▶ **WHAT TO DO**:
Swap "misty haze over mountains" for "fog over hills" in the lines from the one with "# Provide the mask of every instance of the misty" through the end of the stored entries, and give back only those lines with nothing else altered.

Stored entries
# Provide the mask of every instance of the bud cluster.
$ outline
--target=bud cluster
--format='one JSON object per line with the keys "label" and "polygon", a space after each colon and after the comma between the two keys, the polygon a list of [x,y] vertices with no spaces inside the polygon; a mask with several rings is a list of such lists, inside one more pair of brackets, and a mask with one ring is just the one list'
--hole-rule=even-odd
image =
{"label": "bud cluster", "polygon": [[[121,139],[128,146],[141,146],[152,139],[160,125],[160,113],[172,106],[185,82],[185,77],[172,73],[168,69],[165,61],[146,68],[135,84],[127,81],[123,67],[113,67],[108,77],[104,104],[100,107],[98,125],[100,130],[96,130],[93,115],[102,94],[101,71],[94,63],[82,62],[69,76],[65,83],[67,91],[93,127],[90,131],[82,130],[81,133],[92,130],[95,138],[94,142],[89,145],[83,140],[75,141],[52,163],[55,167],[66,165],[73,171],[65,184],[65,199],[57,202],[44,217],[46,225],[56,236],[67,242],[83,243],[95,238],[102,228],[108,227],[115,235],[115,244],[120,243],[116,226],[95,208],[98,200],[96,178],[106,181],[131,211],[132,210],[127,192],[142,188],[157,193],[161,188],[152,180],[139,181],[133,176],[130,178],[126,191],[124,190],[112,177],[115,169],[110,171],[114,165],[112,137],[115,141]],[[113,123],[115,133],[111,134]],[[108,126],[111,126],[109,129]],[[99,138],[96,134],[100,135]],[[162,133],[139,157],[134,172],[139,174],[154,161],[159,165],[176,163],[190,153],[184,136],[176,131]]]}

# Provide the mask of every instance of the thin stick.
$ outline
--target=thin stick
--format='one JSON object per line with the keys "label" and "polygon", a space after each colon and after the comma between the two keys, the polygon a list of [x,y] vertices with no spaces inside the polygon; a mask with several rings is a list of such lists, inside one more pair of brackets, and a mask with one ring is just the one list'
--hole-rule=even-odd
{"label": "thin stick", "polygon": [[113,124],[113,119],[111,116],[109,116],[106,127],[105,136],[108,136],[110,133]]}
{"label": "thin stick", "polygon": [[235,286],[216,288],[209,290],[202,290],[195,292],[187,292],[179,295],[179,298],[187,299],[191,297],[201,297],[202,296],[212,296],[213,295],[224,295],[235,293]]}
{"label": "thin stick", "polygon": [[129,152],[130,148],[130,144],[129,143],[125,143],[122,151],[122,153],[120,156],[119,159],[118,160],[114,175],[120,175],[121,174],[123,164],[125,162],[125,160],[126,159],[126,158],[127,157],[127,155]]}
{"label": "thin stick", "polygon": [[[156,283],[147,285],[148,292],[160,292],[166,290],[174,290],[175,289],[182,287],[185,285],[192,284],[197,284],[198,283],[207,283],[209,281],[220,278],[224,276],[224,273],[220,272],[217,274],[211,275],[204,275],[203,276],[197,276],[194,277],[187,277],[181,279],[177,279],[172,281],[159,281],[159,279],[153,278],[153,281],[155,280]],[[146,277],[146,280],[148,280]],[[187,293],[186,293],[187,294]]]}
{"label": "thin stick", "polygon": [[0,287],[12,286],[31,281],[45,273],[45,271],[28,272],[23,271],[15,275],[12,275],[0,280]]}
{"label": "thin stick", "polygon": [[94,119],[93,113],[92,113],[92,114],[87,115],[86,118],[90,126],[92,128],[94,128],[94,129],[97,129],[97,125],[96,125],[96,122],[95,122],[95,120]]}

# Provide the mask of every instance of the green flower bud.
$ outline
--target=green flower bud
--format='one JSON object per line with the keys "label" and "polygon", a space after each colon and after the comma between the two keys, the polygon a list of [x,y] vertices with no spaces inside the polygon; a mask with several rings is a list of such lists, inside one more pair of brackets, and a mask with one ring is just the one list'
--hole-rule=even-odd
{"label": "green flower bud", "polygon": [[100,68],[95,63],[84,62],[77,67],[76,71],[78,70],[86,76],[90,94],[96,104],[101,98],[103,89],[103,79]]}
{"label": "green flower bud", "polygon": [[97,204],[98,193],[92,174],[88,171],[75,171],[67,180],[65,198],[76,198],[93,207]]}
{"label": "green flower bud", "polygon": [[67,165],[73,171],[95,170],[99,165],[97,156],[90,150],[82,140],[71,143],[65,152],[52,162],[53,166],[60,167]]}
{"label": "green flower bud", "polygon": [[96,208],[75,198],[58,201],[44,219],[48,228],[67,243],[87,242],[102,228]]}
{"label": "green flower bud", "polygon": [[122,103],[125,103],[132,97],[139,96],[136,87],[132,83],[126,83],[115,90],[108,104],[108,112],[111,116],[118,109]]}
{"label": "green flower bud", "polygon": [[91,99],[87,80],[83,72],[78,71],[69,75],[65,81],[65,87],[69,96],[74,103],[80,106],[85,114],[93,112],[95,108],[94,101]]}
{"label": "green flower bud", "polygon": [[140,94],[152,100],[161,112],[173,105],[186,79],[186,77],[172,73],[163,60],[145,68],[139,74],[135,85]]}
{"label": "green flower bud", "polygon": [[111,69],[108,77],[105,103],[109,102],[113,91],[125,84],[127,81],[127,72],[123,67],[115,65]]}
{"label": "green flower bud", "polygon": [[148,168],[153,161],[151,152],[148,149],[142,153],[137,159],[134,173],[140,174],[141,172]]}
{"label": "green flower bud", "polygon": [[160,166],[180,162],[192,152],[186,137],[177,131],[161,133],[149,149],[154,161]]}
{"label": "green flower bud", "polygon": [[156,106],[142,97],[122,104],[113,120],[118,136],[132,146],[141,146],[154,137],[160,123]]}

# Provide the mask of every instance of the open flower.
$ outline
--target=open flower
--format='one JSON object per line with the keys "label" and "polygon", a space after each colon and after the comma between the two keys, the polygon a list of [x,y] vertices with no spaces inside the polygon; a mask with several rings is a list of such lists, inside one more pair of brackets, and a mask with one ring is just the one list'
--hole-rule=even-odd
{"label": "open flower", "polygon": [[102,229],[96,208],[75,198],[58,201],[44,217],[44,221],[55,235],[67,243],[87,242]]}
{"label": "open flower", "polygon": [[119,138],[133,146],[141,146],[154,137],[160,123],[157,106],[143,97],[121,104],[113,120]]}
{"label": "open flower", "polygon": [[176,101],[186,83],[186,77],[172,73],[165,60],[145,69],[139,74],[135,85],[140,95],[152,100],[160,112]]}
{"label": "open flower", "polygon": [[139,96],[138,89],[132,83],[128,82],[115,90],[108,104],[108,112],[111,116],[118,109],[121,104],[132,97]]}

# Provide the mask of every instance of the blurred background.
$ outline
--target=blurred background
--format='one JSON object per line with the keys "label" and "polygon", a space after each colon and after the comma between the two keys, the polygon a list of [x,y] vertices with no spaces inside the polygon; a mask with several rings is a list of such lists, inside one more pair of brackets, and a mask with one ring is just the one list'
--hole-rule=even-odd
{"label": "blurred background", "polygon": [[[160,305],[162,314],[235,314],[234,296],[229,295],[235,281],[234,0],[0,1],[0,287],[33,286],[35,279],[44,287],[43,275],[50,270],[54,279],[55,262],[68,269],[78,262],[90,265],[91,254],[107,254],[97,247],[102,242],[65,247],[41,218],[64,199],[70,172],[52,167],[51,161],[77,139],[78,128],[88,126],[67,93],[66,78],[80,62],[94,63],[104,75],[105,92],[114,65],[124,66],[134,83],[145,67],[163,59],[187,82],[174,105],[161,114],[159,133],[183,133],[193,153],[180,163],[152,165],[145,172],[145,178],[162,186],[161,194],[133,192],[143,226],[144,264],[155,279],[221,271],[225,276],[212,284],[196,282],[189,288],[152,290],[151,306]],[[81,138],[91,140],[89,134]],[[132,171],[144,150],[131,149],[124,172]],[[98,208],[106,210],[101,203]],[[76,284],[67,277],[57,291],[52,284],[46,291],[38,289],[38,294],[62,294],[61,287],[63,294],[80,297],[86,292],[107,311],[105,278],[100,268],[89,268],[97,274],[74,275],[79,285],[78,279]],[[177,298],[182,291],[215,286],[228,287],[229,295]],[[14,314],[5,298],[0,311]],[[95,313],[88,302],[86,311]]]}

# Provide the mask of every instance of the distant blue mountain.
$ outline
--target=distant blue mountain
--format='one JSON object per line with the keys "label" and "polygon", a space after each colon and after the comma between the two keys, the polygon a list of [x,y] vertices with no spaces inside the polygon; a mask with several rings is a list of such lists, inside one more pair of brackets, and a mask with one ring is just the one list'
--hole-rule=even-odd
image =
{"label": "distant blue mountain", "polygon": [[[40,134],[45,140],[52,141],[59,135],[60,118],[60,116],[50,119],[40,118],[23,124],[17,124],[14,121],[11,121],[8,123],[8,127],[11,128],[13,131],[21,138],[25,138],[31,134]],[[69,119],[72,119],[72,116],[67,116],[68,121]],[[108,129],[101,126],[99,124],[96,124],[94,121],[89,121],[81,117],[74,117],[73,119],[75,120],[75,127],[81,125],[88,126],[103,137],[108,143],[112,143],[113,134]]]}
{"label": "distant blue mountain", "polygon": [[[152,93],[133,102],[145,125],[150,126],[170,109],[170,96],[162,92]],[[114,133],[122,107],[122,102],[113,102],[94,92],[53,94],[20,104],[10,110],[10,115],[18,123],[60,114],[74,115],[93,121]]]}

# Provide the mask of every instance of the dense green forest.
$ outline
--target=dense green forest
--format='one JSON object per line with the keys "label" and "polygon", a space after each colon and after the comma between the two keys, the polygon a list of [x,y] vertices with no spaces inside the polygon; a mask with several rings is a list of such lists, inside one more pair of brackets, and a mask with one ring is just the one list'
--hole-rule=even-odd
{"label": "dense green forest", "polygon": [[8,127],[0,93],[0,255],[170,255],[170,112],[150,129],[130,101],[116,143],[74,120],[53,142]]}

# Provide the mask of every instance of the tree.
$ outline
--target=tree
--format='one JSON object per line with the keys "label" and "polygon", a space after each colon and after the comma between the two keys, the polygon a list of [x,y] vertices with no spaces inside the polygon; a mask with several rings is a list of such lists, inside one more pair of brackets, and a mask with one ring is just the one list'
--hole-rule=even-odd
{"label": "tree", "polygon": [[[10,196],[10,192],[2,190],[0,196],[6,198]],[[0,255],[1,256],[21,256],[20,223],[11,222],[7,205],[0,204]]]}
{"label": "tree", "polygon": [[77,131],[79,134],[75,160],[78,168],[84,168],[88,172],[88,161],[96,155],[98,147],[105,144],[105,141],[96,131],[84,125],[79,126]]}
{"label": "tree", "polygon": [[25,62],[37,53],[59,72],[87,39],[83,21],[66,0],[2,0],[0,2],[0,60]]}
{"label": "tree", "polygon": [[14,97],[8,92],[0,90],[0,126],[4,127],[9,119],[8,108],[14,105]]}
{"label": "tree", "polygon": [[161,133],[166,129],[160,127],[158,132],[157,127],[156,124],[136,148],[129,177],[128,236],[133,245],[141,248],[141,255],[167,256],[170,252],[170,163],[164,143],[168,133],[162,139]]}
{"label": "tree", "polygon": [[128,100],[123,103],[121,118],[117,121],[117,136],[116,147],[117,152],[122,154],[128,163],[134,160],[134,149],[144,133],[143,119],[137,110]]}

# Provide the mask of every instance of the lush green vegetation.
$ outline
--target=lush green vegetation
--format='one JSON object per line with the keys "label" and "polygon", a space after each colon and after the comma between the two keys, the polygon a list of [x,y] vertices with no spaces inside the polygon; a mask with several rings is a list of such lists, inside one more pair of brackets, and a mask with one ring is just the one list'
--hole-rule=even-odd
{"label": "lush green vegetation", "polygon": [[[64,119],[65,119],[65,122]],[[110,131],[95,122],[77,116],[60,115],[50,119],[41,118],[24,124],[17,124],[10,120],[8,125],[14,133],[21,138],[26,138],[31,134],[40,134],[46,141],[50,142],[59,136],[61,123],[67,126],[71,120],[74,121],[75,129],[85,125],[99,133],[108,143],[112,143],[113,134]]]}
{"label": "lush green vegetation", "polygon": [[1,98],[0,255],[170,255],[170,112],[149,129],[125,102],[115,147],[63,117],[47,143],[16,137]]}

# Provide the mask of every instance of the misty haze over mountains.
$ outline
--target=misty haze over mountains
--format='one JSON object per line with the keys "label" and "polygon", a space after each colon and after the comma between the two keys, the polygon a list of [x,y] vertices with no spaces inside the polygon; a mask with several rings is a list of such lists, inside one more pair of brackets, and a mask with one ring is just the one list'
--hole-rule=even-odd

▶ **TASK ANSWER**:
# Provide the mask of every instance of the fog over hills.
$ outline
--target=fog over hills
--format='one JSON object per line with the keys "label" and "polygon", a space after each colon and after the comma between the two keys, the polygon a list of [x,y] vertices with no spaces inside the polygon; a mask with several rings is a list of such lists, inside one more pair of brackets, and a mask with one ring is just the one list'
--hole-rule=even-odd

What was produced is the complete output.